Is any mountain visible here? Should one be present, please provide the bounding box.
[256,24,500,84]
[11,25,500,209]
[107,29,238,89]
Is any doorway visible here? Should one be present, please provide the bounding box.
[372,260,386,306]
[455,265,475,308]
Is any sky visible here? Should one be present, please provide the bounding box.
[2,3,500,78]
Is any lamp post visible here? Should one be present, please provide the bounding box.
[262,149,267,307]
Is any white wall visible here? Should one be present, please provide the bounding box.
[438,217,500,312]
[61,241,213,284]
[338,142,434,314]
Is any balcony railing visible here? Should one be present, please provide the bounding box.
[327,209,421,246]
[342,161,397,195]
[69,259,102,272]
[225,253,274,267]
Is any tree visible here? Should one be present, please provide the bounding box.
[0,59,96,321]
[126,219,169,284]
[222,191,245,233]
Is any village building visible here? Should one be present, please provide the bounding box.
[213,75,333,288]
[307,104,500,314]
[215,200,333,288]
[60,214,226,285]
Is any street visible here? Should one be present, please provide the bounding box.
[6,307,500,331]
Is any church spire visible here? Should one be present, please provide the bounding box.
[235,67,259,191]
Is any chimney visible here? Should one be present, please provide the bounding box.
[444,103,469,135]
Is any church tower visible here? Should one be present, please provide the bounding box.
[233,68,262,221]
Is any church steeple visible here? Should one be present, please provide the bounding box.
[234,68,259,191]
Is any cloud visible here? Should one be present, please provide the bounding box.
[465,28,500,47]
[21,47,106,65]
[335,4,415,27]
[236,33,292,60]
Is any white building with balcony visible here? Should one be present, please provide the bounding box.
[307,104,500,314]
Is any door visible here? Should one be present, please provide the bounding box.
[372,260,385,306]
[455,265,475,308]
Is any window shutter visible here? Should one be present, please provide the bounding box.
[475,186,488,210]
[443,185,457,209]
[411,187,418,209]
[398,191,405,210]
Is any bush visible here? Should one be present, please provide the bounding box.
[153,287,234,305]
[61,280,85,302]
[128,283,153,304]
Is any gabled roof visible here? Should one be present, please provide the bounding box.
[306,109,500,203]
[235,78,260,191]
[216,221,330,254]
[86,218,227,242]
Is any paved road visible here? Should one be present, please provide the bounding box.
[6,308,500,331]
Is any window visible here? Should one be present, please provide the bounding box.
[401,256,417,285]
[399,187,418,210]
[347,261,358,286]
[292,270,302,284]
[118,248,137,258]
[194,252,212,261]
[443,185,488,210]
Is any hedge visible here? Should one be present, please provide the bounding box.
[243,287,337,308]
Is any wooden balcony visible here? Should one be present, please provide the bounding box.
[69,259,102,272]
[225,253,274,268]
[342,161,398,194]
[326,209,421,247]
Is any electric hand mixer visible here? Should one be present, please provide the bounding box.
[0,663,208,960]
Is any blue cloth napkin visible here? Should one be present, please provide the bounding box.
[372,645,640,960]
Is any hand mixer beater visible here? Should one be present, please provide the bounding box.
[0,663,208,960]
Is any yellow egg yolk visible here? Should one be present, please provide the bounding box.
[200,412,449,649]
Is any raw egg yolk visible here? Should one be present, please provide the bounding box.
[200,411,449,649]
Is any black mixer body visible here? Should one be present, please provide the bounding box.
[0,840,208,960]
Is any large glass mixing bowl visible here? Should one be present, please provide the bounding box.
________________________
| Exercise instructions |
Please reproduce all of the records above word for word, without changing anything.

| Exercise output |
Is any mountain visible here? Should one be present, please provide the bounding box.
[256,24,500,84]
[11,25,500,209]
[107,29,238,89]
Is any doorway visible here? Should one be present, please provide the bounding box.
[372,260,386,306]
[455,265,475,308]
Is any sky visible here? Should one be present, please provide the bounding box.
[2,3,500,78]
Is any lamp post visible here? Should one be present, please provide the bounding box.
[262,149,267,307]
Is any white wall visible here? Should one be present, please provide the bounding box.
[438,217,500,312]
[61,241,213,284]
[338,142,434,314]
Is any balcony railing visible here? Should one be present, please provide the bounding box.
[327,209,421,246]
[342,161,397,195]
[69,259,102,272]
[225,253,274,267]
Is any tree visible here? Should one be present, please provide the bounding box.
[0,59,96,321]
[126,219,169,284]
[222,191,245,233]
Is any village building visible here? Should one be present, please provide the bounding box.
[213,75,333,288]
[307,104,500,314]
[215,200,333,288]
[60,214,226,285]
Is any street visible here? Should one be present, please provide the bounding box.
[6,307,500,331]
Is any church spire visible here? Should one be present, please provide the bounding box.
[235,67,259,191]
Is any chimney visible here? Should one be present, please provide the bounding box.
[444,103,469,135]
Is any church tower visible here? Should one be present, please provide the bounding box.
[233,68,262,221]
Is any church steeple visible here? Should one be present, please provide the bounding box.
[234,68,259,191]
Is any cloud visible here? Should one be present, please provide the bounding box.
[465,28,500,47]
[21,47,106,65]
[335,4,415,27]
[236,33,292,60]
Is any white building with balcony visible here? Should one be present, please provide the bounding box.
[307,104,500,314]
Is any door visible here? Should one be present, please provide the bounding box.
[372,260,385,306]
[455,265,475,308]
Is any window shutter visible here? Should one be present, please provide the bounding box.
[475,186,488,210]
[443,185,457,209]
[411,187,418,209]
[398,191,405,210]
Is any bush visible here? Should one be present, please provide the bounding box.
[153,287,234,305]
[61,280,85,302]
[128,283,153,304]
Is any gabled roof visible here? Should one be present, please provide the bounding box.
[306,109,500,203]
[235,78,260,191]
[216,221,330,254]
[86,218,227,242]
Is any paved road visible here? Should one be present, please provide the bounding box.
[6,308,500,331]
Is any window visible here? Should one be present, please provide the bounding box.
[401,256,417,285]
[399,187,418,210]
[347,261,358,286]
[292,270,302,284]
[118,248,137,258]
[194,252,212,261]
[443,185,488,210]
Is any hedge visible here? Should one be present, please provide the bounding box.
[243,287,337,308]
Is any wooden balcony visible here? Should one be present, please provide the bounding box.
[69,259,102,272]
[225,253,274,268]
[342,161,398,194]
[326,209,421,247]
Is any electric hand mixer visible here? Should one be present, please provide the bounding box.
[0,663,208,960]
Is any blue cloth napkin visible here? Should one be present, please provide the bounding box.
[372,645,640,960]
Is any hand mixer beater visible here? Should one be present, please provide the bounding box.
[0,663,208,960]
Is any yellow egg yolk visible here? Should one be present, please provide the bounding box.
[200,412,449,649]
Is any raw egg yolk visible here? Should one be present, please provide the bounding box.
[200,411,449,649]
Is any black mixer body visible here? Should one be present, please provide the bounding box.
[0,840,208,960]
Is any large glass mixing bowl visible here? Should one be present, please provide the bounding box.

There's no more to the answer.